_Quoted passage:_

One of the objections to involving the instructor in the interview process is the potential for introducing unintended bias into the assessment. The chemists at the University of Wisconsin (UW) devised a novel strategy to provide independent and unbiased assessment of student learning. Twentyfive faculty volunteers from math, engineering, and other science departments were asked to design their own 30-min oral examination over the chemistry course material. Each assessor interviewed approximately eight students (blindly assigned from two differently taught large lecture chemistry sections and octile ranking from the previous prerequisite course) and ranked the competence of the students they examined (Wright et al., 1998). Independently, researchers from the UW—Madison LEAD Center (Learning through Evaluation, Assessment, and Dissemination) used qualitative sociological research methods to assess the same students. There were significant two- and three-way correlations between rank in prerequisite class, grade in this class, and volunteer assessor relative ranking.

Advantages

The primary advantage of this approach is that it allows you to test thinking skills as opposed to content matter. It also allows you to follow changes in student thinking during the progress of the course (see introduction to qualitative assessment above). For the purpose of reporting results, a major advantage is that it can be used effectively in situations where there is no control group.

Disadvantages

The major disadvantage is the time commitment required from the interviewer. Of necessity, this will require scheduling times outside the normal class period.

FOCUS GROUPS

Focus groups of a sample of 5–7 students from a class provide an alternative to individual interviews. Because a certain amount of homogeneity is necessary to promote active participation within a group, three or four different groups are usually studied simultaneously to represent the range of diversity in the class. Focus groups are especially useful for uncovering attitudes, perceptions, and opinions. Questions should be planned in advance to be open ended and lead to specific objectives.

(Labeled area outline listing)

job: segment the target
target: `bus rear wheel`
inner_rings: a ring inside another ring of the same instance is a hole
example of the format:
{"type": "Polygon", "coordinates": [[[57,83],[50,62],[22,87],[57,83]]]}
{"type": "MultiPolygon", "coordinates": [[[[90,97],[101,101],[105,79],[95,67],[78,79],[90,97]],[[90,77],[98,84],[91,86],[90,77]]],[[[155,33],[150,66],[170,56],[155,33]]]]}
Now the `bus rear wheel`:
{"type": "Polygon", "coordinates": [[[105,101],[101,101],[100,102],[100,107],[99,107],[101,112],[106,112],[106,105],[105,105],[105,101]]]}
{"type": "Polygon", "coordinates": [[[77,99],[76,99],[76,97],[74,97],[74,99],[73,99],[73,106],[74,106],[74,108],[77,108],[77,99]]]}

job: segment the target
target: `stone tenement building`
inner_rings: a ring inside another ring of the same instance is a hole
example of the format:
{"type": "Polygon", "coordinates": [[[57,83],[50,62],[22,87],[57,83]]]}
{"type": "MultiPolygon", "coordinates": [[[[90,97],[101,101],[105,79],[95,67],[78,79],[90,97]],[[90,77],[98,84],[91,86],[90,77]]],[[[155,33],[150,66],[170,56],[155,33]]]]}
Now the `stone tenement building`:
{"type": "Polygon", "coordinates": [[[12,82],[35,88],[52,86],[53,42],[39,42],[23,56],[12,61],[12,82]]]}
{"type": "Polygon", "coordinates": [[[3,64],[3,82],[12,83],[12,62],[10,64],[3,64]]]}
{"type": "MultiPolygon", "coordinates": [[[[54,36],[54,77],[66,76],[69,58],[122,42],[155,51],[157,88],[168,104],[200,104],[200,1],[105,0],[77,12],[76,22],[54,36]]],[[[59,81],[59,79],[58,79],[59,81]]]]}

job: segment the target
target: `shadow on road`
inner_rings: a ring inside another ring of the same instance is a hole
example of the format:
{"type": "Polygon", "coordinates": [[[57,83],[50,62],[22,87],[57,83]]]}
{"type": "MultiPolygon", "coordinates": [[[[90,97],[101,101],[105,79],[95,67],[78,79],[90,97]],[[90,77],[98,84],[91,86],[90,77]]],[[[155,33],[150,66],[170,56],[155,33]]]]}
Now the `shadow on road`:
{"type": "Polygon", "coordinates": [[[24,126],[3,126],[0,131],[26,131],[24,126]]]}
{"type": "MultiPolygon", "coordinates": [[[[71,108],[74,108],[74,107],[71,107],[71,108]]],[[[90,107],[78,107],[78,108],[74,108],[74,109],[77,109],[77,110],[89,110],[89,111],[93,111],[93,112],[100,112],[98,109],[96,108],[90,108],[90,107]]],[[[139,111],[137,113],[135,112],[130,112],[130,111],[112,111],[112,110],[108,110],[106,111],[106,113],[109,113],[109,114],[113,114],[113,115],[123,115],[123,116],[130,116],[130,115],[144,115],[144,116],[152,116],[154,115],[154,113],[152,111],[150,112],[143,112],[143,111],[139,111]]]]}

_Exercise tasks:_
1: Quote the passage on student interviews and focus groups in full, word for word.
2: Find each line of the listing that contains the string "building" and copy those lines. Matching is case-sensitive.

_In response:_
1:
One of the objections to involving the instructor in the interview process is the potential for introducing unintended bias into the assessment. The chemists at the University of Wisconsin (UW) devised a novel strategy to provide independent and unbiased assessment of student learning. Twentyfive faculty volunteers from math, engineering, and other science departments were asked to design their own 30-min oral examination over the chemistry course material. Each assessor interviewed approximately eight students (blindly assigned from two differently taught large lecture chemistry sections and octile ranking from the previous prerequisite course) and ranked the competence of the students they examined (Wright et al., 1998). Independently, researchers from the UW—Madison LEAD Center (Learning through Evaluation, Assessment, and Dissemination) used qualitative sociological research methods to assess the same students. There were significant two- and three-way correlations between rank in prerequisite class, grade in this class, and volunteer assessor relative ranking.

Advantages

The primary advantage of this approach is that it allows you to test thinking skills as opposed to content matter. It also allows you to follow changes in student thinking during the progress of the course (see introduction to qualitative assessment above). For the purpose of reporting results, a major advantage is that it can be used effectively in situations where there is no control group.

Disadvantages

The major disadvantage is the time commitment required from the interviewer. Of necessity, this will require scheduling times outside the normal class period.

FOCUS GROUPS

Focus groups of a sample of 5–7 students from a class provide an alternative to individual interviews. Because a certain amount of homogeneity is necessary to promote active participation within a group, three or four different groups are usually studied simultaneously to represent the range of diversity in the class. Focus groups are especially useful for uncovering attitudes, perceptions, and opinions. Questions should be planned in advance to be open ended and lead to specific objectives.

2:
target: `stone tenement building`
Now the `stone tenement building`:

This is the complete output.